Excerpt provided.
-------

Fri May 07, 2021 11:28 pm

RaspbianUser1 wrote:
Fri May 07, 2021 11:21 pm
So my way is perfectly fine, all I want is to fix the way to buffer overflow possibility
What wrong with this? Its much faster than the strcat(strcat(), " ") stuff which is O(N^2) or worse.
You can see the test for buffer overflow:

Code: Select all

  if( BUFSIZE - total_len < len + 1 )
  {
    fprintf(stderr, "argument list too long\n");
    exit(EXIT_FAILURE);
  }
and change it to whatever you like.

Code: Select all

#include <stdio.h>
#include <stdlib.h>
#include <string.h>

enum { BUFSIZE=8096 };

int
main( int argc, const char *argv[] )
{
  char buf[BUFSIZE];
  size_t total_len = 0;
  for( int i = 1; i < argc; ++i )

-------

Data extract.

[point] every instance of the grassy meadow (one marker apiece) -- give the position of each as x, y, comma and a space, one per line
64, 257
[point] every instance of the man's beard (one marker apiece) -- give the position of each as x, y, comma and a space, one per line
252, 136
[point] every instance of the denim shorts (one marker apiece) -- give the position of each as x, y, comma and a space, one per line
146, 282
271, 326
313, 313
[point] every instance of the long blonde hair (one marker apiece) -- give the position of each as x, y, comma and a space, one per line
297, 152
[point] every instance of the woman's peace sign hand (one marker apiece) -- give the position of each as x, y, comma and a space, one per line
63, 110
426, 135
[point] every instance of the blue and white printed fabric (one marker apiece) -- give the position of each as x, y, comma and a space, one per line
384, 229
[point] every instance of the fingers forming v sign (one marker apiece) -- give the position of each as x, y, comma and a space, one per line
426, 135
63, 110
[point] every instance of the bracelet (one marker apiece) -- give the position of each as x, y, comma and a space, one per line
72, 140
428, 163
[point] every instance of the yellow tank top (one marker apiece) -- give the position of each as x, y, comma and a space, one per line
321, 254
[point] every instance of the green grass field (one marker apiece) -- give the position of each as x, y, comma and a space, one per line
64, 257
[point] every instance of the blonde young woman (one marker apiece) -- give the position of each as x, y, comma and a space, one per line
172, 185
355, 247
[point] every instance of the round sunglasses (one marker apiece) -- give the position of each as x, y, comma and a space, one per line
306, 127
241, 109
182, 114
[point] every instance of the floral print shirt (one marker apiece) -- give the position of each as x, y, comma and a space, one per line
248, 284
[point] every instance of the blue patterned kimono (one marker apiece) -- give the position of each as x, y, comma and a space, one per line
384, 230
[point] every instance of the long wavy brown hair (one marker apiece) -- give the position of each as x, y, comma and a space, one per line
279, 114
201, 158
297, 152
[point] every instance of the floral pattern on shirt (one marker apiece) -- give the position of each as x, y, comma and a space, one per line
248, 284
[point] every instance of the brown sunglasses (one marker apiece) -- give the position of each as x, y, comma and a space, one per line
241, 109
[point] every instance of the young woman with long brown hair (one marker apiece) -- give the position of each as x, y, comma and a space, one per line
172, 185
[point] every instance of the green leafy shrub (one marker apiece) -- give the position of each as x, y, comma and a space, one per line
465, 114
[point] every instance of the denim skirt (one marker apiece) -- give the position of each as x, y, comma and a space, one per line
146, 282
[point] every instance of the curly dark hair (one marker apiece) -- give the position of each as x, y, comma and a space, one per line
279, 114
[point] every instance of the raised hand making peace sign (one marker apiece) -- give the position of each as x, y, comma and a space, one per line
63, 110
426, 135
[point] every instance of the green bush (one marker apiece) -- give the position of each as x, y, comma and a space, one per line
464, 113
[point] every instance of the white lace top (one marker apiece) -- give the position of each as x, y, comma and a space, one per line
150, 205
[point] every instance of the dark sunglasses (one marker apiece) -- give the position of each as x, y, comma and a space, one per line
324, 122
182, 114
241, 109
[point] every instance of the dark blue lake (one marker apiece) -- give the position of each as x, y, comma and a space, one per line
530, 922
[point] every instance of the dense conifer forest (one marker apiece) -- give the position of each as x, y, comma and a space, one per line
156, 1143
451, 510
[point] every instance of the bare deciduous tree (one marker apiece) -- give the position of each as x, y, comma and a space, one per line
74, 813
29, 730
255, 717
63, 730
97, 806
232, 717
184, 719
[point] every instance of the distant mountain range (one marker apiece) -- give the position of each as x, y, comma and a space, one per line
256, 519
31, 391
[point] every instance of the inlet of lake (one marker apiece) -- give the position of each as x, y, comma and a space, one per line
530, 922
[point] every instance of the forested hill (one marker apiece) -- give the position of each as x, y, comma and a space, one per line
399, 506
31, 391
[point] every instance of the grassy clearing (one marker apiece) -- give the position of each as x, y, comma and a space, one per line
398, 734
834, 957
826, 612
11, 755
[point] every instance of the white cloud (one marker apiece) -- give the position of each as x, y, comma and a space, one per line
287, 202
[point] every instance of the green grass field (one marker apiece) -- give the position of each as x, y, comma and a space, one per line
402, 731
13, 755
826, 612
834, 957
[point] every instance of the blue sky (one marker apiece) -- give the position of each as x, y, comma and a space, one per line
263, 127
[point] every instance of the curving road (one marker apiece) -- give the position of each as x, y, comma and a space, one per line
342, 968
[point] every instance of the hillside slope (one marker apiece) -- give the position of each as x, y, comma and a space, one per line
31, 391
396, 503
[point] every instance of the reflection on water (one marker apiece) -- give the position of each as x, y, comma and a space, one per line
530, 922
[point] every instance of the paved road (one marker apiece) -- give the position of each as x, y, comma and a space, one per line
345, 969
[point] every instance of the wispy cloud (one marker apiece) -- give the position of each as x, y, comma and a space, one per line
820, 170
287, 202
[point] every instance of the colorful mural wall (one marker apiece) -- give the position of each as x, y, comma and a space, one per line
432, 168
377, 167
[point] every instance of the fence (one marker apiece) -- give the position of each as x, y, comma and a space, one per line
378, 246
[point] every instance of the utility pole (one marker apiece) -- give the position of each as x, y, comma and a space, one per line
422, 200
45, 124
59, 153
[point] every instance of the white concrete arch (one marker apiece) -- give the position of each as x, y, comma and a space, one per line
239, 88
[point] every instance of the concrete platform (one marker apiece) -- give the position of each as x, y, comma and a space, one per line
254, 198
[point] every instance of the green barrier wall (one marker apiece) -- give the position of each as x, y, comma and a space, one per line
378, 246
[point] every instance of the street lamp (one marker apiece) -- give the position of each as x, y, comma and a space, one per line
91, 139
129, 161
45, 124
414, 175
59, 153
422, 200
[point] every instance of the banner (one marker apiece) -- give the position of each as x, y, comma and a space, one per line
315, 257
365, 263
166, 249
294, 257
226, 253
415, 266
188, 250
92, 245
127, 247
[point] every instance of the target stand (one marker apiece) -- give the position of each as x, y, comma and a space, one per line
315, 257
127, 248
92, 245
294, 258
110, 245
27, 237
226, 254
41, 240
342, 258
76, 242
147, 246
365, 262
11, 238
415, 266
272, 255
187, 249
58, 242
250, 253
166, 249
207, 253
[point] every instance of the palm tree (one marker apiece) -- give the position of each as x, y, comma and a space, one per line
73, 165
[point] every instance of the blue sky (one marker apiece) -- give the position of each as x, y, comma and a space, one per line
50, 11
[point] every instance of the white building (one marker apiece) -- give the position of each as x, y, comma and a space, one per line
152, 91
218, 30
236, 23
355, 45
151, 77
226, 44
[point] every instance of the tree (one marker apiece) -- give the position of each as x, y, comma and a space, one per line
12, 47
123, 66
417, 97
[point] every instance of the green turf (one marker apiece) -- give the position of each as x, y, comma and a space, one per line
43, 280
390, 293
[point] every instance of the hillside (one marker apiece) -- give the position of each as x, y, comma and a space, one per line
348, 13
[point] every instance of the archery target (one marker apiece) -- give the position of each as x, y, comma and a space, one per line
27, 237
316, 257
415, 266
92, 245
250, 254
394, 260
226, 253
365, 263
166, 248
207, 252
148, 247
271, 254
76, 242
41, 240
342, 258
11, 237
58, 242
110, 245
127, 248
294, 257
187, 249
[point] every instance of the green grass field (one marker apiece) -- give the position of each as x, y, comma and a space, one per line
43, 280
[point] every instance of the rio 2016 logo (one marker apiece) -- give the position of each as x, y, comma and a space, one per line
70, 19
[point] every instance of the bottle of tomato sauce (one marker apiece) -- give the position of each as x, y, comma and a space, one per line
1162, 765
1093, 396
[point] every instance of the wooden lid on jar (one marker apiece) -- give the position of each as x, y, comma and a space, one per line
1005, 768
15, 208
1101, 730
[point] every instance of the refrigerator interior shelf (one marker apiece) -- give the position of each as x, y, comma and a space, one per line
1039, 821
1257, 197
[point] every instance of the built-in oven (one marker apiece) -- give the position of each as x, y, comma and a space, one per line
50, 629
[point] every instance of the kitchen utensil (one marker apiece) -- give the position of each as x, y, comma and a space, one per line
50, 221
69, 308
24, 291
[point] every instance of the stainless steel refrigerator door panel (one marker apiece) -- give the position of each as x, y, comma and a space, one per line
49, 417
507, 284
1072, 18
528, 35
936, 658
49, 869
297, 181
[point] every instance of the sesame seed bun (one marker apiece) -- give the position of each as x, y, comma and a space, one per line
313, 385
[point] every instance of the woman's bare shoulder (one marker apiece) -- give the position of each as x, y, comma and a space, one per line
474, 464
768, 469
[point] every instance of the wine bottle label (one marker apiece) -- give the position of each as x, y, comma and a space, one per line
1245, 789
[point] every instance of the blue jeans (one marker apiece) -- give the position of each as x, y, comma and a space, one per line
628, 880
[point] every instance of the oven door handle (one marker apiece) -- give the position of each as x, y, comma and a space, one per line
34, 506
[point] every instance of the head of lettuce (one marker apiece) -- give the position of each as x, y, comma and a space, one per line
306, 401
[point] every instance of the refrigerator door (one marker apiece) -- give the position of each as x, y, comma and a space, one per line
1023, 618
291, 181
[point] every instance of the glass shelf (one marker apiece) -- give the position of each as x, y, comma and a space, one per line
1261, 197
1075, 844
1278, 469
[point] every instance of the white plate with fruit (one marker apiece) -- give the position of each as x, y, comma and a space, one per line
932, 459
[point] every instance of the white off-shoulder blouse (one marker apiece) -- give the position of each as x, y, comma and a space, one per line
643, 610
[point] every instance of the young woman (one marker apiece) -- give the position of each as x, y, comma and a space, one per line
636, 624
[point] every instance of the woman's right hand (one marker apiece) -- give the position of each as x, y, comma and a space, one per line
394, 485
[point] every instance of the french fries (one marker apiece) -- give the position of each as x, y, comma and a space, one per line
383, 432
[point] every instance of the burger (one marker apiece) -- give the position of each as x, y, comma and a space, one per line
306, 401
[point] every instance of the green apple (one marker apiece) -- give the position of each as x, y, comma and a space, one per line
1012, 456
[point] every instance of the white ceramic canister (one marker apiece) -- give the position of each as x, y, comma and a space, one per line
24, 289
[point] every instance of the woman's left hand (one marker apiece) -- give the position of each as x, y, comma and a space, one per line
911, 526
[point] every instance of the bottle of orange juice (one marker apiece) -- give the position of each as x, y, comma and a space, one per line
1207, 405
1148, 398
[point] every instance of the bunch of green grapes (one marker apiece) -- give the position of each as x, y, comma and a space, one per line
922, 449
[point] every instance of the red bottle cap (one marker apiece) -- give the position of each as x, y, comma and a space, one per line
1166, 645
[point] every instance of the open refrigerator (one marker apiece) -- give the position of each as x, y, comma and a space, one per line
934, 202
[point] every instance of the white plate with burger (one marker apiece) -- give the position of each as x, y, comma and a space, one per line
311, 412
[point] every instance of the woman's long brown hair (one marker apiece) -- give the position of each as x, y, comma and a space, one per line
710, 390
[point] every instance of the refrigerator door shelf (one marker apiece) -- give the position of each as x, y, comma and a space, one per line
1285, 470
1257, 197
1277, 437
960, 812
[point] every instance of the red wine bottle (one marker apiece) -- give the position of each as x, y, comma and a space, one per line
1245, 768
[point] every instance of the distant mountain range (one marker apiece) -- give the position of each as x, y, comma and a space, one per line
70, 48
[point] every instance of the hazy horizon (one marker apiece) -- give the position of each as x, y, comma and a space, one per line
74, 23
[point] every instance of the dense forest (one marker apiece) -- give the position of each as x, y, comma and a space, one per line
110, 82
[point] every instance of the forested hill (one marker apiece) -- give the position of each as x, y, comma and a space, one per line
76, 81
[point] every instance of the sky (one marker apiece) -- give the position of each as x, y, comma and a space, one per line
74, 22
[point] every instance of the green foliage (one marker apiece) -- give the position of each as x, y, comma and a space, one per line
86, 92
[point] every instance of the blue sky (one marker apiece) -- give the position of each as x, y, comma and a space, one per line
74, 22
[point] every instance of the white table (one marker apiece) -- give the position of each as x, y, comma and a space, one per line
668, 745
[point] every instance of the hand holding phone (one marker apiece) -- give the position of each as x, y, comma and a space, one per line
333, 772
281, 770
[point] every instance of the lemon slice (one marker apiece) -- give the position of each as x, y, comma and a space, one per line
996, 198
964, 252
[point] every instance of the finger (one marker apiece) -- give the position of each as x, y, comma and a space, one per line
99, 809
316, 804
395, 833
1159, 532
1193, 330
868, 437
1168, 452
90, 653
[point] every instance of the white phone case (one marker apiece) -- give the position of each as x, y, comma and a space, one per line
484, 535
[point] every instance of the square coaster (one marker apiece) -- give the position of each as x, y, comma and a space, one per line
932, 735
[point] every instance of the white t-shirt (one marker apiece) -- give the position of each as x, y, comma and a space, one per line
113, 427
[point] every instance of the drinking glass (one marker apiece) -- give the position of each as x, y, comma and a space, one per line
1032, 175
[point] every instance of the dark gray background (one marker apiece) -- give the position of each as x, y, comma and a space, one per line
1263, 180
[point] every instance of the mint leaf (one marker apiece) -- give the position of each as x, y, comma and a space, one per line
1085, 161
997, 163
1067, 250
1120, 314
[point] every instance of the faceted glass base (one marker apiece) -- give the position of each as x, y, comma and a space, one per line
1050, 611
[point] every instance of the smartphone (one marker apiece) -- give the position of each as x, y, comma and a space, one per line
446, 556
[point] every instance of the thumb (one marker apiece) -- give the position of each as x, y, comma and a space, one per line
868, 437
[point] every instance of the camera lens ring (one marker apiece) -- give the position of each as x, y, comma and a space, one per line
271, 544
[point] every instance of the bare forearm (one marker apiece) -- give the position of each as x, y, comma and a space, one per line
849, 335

-------

Short task 1. Reproduce verbatim the stretch of the buffer overflow post from "You can see" through "whatever you like.".
Short task 2. Identify each line in the entries that contains the string "long", with case counting, and copy those lines out.

Worked solution 1.
You can see the test for buffer overflow:

Code: Select all

  if( BUFSIZE - total_len < len + 1 )
  {
    fprintf(stderr, "argument list too long\n");
    exit(EXIT_FAILURE);
  }
and change it to whatever you like.

Worked solution 2.
[point] every instance of the long blonde hair (one marker apiece) -- give the position of each as x, y, comma and a space, one per line
[point] every instance of the long wavy brown hair (one marker apiece) -- give the position of each as x, y, comma and a space, one per line
[point] every instance of the young woman with long brown hair (one marker apiece) -- give the position of each as x, y, comma and a space, one per line
[point] every instance of the woman's long brown hair (one marker apiece) -- give the position of each as x, y, comma and a space, one per line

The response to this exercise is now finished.